EXERCISE INSTRUCTIONS ▸ Give the entries again exactly, without pictures.

GIVEN INFORMATION ▸
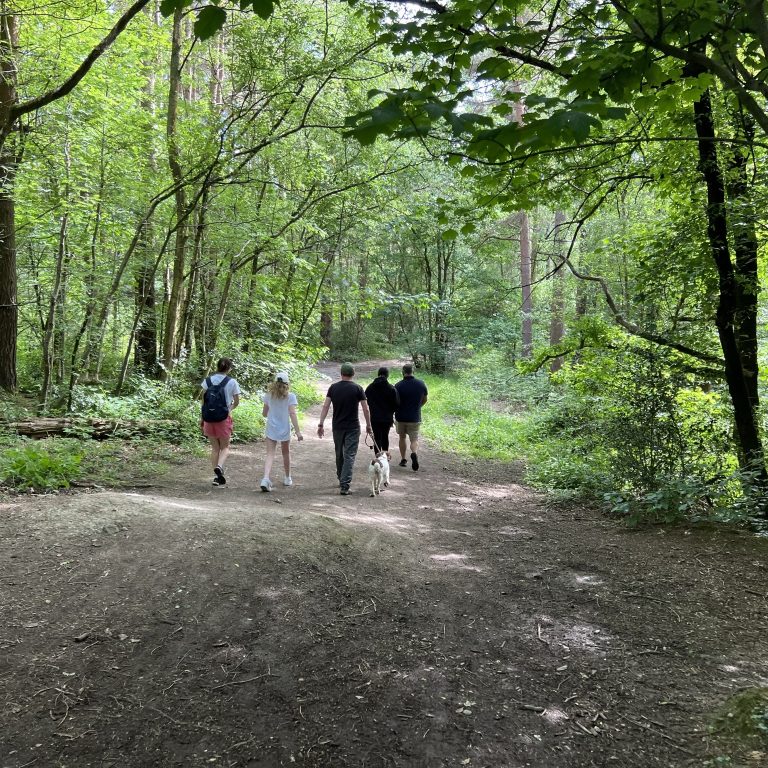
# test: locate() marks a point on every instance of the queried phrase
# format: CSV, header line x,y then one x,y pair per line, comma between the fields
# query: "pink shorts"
x,y
220,429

ANSWER TO THE PROBLEM ▸
# test: locate() marks a point on every instance of the queried phrase
# format: CSV, header line x,y then one x,y pair per line, comma between the fields
# query: "pink shorts"
x,y
220,429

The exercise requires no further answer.